1. An open end wrench (10) for fast driving a workpiece (90), that has a hexagonal driving cross-section, in a driving rotation direction of the wrench (10), and for rotating relative to the workpiece (90) in a non-driving rotation direction of the wrench (90), the open end wrench (10) comprising:

a wrench body (20) including a handle (21) and a jaw portion (22) formed on an end of the handle (21), with spaced first and second jaws (23, 24) and a throat (25) intermediate the first and second jaws (23,24) formed by the jaw portion (22) opposite to the handle (21) to define a one-side open wrenching space (26), the first jaw (23) including a force-applying face (231) facing the wrenching space (26) and the jaw portion (22) further including an arcuate sliding groove (27) facing the wrenching space (26) and formed at least to a greatest extent along the longitudinal length of the sliding groove (27) between two opposite longitudinal ends thereof, the sliding groove (27) arranged in a distance from the free end of the second jaw (24) and defined by spaced, first and second support wall faces (272, 273) and an arcuate sliding wall face (271) extending in a transverse direction between the first and second support wall faces (272, 273) to form the bottom of the sliding groove (27) along the length thereof, with a guide element (28) fixed to the support wall faces (272, 273),

a slide (30) slideably received in the sliding groove (27) to be slidable in the sliding groove (27) between at least a driving position and a non-driving position, the slide (30) including an arcuate sliding face (31) facing the sliding wall face (271) of the sliding groove (27) to be slidable along the sliding wall face (271), the slide (30) further including a second side opposite to the arcuate sliding face (31), a top face (301), a bottom face (302) and an arcuate guiding slot (35) that extends from the top face (301) and through the bottom face (302) and receives the guide element (28), the second side of the slide (30) including a first wrenching face (32) located outside of the sliding groove (27) in the wrenching space (26) and parallel with the force-applying (231) of the jaw (23) in the driving position of the slide (30), the top face (301) slideably abutting the first support wall (272), with the bottom face (302) slideably abutting the second support wall (273), with the top and bottom faces (301, 302) symmetrically supported by the first and second support walls (272, 273), the guiding slot (35) including an abutting end (351) and a pressing end (352), and

an elastic device (40) mounted in the guiding slot (35) and having two ends respectively abutting the guide element (28) and the pressing end (352) of the guiding slot (35), with the elastic device (40) urging the abutting end (351) of the guiding slot (35) to contact with the guide element (28) for biasing the slide (30) to the driving position,

the slide (30) including two wings (37) that extend from the top face (301) and bottom face (302) of the slide (30) transversely beyond the first and second support wall faces (272, 273) of the sliding groove (27), with each of the first and second wings (37) including inner and outer faces (371, 372), with the inner faces (371) of wings (37) adapted to drive the workpiece (90), the inner faces (371) of the wings (37) adapted to contact with the outer periphery of the workpiece (90) received in the wrenching space (26) to increase the first wrenching face (32) of the slide (30), with the outer faces (372) of the wings (37) spaced from the body (20) to avoid friction between the body (20) and the first and second wings (37), allowing smooth sliding movement of the slide (30) between the driving position and the non-driving position.

● ● ● ● ● ● ●

• [Goals]
1. Copy the wrench claim from "the slide (30) including two" up to and including "the non-driving position.", renaming every "wings" as "flanges".
2. Go on with the open end wrench claim, starting after its final sentence.

● ● ● ● ● ● ●

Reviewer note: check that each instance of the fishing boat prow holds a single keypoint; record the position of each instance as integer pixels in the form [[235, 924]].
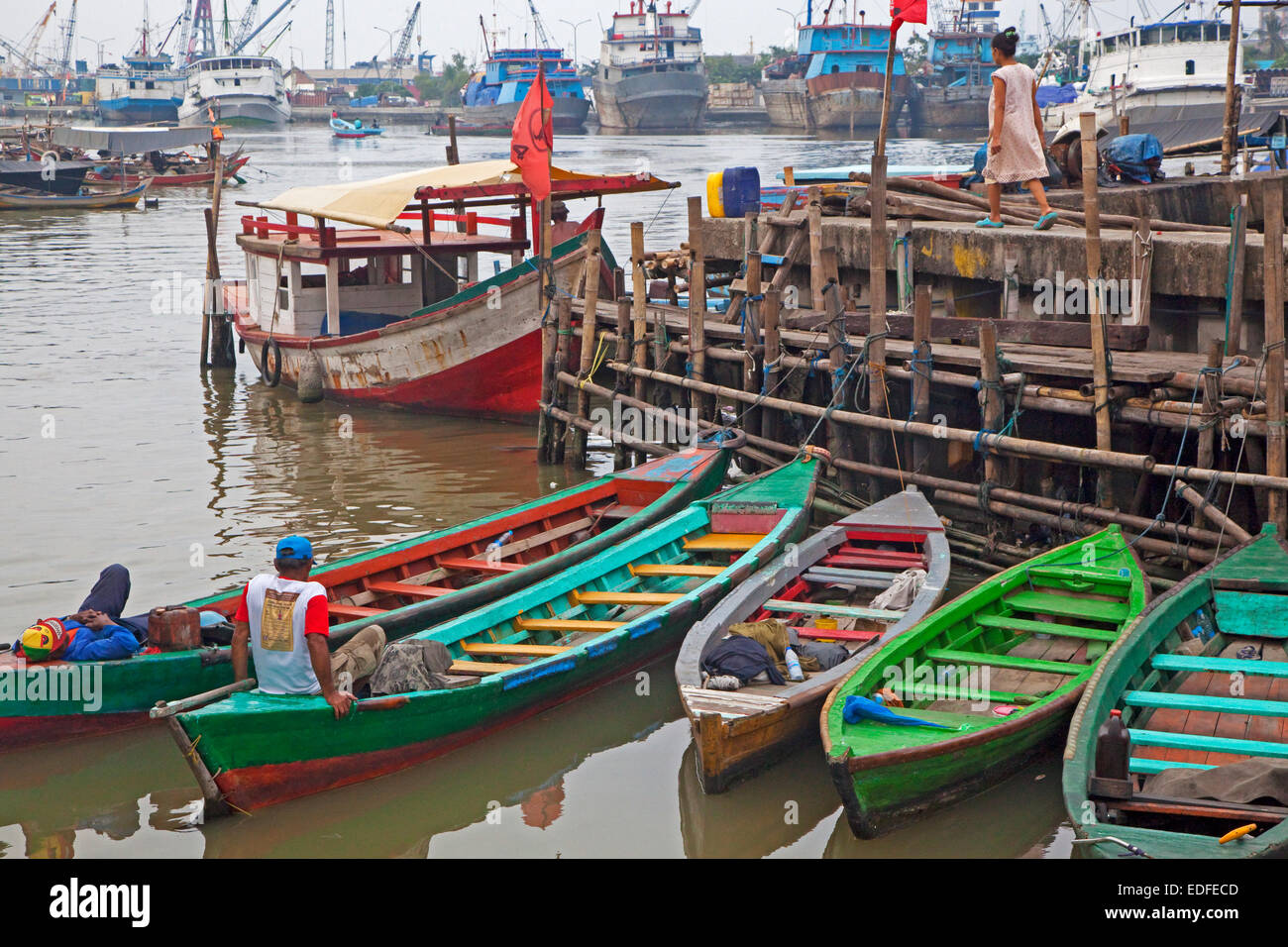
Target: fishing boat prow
[[977, 688], [820, 591], [1177, 748]]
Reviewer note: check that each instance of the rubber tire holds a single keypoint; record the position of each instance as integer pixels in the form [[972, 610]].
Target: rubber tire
[[273, 377]]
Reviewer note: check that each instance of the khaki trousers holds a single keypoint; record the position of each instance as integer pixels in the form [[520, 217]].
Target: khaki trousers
[[361, 654]]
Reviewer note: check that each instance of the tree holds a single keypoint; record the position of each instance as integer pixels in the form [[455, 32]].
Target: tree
[[446, 85]]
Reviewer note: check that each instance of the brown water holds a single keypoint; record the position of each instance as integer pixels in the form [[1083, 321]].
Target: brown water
[[114, 447]]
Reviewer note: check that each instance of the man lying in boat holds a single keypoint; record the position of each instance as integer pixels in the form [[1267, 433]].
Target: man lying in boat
[[95, 631], [283, 617]]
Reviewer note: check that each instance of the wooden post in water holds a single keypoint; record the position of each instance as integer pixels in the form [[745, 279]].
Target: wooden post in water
[[559, 393], [697, 307], [1231, 131], [621, 459], [639, 315], [769, 425], [589, 334], [921, 368], [1099, 337], [1276, 458], [1239, 254], [991, 394], [814, 213], [751, 341]]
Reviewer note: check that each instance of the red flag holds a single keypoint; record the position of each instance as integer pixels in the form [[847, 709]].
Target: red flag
[[906, 12], [533, 138]]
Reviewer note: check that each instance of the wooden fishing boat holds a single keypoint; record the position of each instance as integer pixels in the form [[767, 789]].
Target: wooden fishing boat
[[33, 200], [347, 129], [1201, 682], [404, 586], [382, 312], [540, 647], [819, 585], [991, 677], [175, 174]]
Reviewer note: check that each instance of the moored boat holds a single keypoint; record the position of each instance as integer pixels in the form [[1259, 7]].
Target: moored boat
[[819, 586], [349, 129], [404, 586], [384, 313], [977, 688], [22, 198], [1199, 684], [511, 659]]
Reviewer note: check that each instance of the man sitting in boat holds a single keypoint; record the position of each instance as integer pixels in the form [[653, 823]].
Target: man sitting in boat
[[88, 635], [283, 617], [559, 227]]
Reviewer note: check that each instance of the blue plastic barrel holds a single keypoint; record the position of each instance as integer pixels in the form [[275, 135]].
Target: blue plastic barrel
[[739, 191]]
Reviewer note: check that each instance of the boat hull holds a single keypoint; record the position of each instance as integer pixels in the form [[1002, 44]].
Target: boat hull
[[853, 98], [471, 359], [949, 108], [786, 103], [570, 114], [652, 101], [236, 110]]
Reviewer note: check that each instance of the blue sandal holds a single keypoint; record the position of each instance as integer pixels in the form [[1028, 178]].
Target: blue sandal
[[1046, 222]]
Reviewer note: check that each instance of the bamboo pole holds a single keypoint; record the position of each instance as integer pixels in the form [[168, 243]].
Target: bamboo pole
[[1276, 458], [589, 328], [1099, 337], [697, 305], [1231, 129]]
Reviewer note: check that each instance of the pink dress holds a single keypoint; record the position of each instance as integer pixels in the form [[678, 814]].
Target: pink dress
[[1020, 157]]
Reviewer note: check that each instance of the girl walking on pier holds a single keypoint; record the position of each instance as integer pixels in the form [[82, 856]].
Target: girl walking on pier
[[1017, 150]]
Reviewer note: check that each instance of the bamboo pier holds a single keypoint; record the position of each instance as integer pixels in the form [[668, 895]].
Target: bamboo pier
[[1022, 431]]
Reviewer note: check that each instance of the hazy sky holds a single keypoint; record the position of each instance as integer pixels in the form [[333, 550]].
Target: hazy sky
[[729, 26]]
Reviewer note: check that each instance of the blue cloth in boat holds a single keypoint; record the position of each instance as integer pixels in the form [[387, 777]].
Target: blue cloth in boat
[[110, 643], [743, 659], [110, 594]]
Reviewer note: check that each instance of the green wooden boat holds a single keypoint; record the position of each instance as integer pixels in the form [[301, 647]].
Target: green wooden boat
[[1201, 681], [992, 677], [404, 586], [536, 648]]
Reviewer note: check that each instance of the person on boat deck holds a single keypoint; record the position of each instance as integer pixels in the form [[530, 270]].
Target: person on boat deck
[[559, 227], [95, 631], [1017, 142], [283, 617]]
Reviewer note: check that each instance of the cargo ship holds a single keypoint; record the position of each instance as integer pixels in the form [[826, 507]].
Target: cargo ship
[[651, 69], [492, 97], [954, 94], [835, 78]]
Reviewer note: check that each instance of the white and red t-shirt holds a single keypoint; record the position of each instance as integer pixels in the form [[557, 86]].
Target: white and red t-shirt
[[281, 612]]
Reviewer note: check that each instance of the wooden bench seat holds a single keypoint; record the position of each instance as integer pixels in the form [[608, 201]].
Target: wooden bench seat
[[1069, 605], [1020, 664], [626, 598], [1229, 665], [497, 648], [460, 562], [653, 569], [1203, 702], [1012, 622], [408, 589], [567, 625], [724, 541]]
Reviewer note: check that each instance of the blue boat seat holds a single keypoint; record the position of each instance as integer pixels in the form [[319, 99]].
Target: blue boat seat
[[1199, 663]]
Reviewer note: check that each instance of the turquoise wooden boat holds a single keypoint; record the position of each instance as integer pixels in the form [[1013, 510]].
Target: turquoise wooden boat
[[1201, 681], [536, 648], [404, 586], [979, 685]]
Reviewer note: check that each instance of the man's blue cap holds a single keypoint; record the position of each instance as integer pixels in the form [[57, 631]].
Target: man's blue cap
[[294, 548]]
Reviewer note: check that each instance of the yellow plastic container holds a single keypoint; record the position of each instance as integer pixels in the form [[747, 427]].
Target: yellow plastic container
[[715, 202]]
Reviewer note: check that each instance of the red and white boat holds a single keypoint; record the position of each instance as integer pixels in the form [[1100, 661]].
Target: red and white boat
[[381, 308]]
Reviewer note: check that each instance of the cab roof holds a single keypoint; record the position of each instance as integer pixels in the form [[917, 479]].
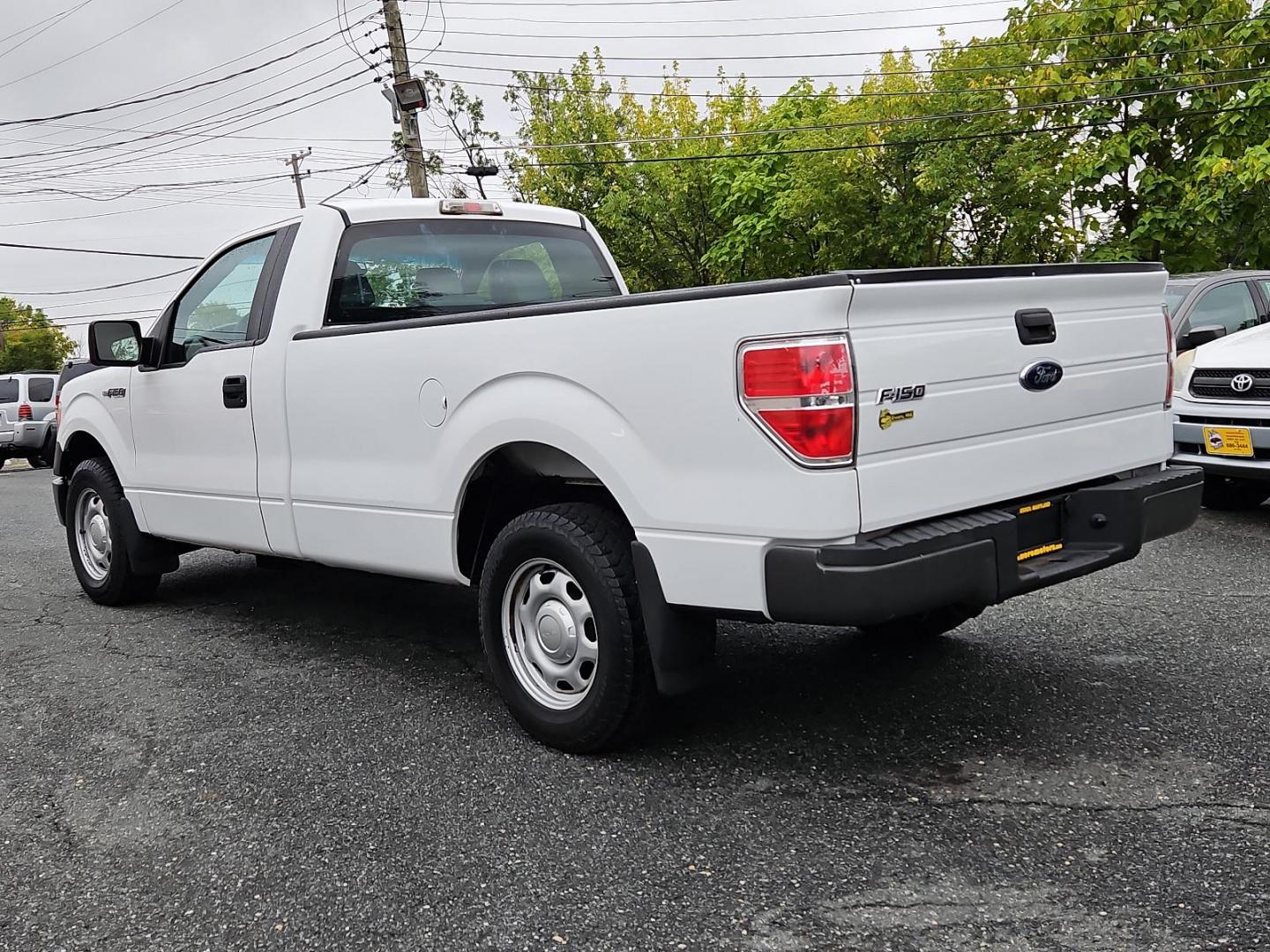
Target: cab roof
[[404, 208]]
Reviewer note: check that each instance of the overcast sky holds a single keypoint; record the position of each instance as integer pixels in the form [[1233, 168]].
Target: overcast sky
[[236, 133]]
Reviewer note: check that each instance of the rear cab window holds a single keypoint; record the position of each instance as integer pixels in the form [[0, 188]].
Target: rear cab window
[[427, 268], [40, 390]]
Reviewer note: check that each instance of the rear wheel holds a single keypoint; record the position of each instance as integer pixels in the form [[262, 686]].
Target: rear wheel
[[562, 628], [1235, 494], [923, 628], [94, 533]]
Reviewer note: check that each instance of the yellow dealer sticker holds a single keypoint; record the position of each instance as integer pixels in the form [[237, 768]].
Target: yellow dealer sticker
[[1227, 441]]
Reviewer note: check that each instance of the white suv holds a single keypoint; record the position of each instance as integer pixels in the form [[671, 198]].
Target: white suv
[[1222, 418], [26, 401]]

● ● ● ● ● ● ●

• [Outputs for the tasks]
1.
the slide (30) including two flanges (37) that extend from the top face (301) and bottom face (302) of the slide (30) transversely beyond the first and second support wall faces (272, 273) of the sliding groove (27), with each of the first and second flanges (37) including inner and outer faces (371, 372), with the inner faces (371) of flanges (37) adapted to drive the workpiece (90), the inner faces (371) of the flanges (37) adapted to contact with the outer periphery of the workpiece (90) received in the wrenching space (26) to increase the first wrenching face (32) of the slide (30), with the outer faces (372) of the flanges (37) spaced from the body (20) to avoid friction between the body (20) and the first and second flanges (37), allowing smooth sliding movement of the slide (30) between the driving position and the non-driving position.

2.
2. The open end wrench as claimed in claim 1, with the first wrenching face (32) including a top extension face (36) extending away from the top face (301) and a bottom extension face (36) extending away from the bottom face (302), with the top and bottom extension faces (36) coplanar to the first wrenching face (32) and located on the inner faces (371) of the two wings (37).

3. The open end wrench as claimed in claim 2, with the first and second jaws (23, 24) and the first wrenching face (32) and the top and bottom extension faces (36) of the slide (30) together defining a curvature of a circle circumscribing the hexagonal workpiece (90) having a center located on axis (C) of the workpiece (90), with the first and second jaws (23, 24) and the first wrenching face (32) and the top and bottom extension faces (36) of the slide (30) rotatable along about the center (C) of the workpiece (90), with the first wrenching face (32) and the top and bottom extension faces (36) slideable along a circumference of a circumscribed circle of the workpiece (90), having a diameter (D), without interference.

4. The open end wrench as claimed in claim 1, with the sliding wall (271) of the sliding groove (27) free of holes, grooves and recesses and having a concave, arcuate face, with the sliding face (31) of the slide (30) free of holes, grooves and recesses and having a convex, arcuate face, and with the guiding slot (35) free of holes, grooves, and recesses.

5. The open end wrench as claimed in claim 1, with the force-applying face (231) facing the front end of the second jaw (24), with the sliding groove (27) formed in the second jaw (24), with the force-applying face (231) adapted to correspond to the first force-receiving face (91A) of the workpiece (90) in the first rotation direction, with the first wrenching face (32) and the wings (37) of the slide (30) adapted to correspond to the fourth force-receiving face (94A) of the workpiece (90) in the first rotation direction when the slide (30) is in the driving position.

6. The open end wrench as claimed in claim 1, with the sliding face (31) of the slide (30) having a curvature, with the sliding wall face (271) of the sliding groove (27) having a curvature equal to the curvature of the sliding face (31), with the sliding face (31) of the slide (30) smoothly slideable along the sliding wall face (271) of the sliding groove (27), with the sliding face (31) adapted to transmit reactive force from the workpiece (90) to the sliding wall face (271) to avoid concentration of stress on the slide (30), increasing torque bearing capacity of the slide (30) when the workpiece (90) is driven by the body (20) to rotate, with the guiding slot (35) having a curvature equal to the curvature of the sliding wall face (271), allowing relative smooth, arcuate sliding between the guiding groove (35) of the slide (30) and the guide element (28) in the sliding groove (27) without operational interference therebetween.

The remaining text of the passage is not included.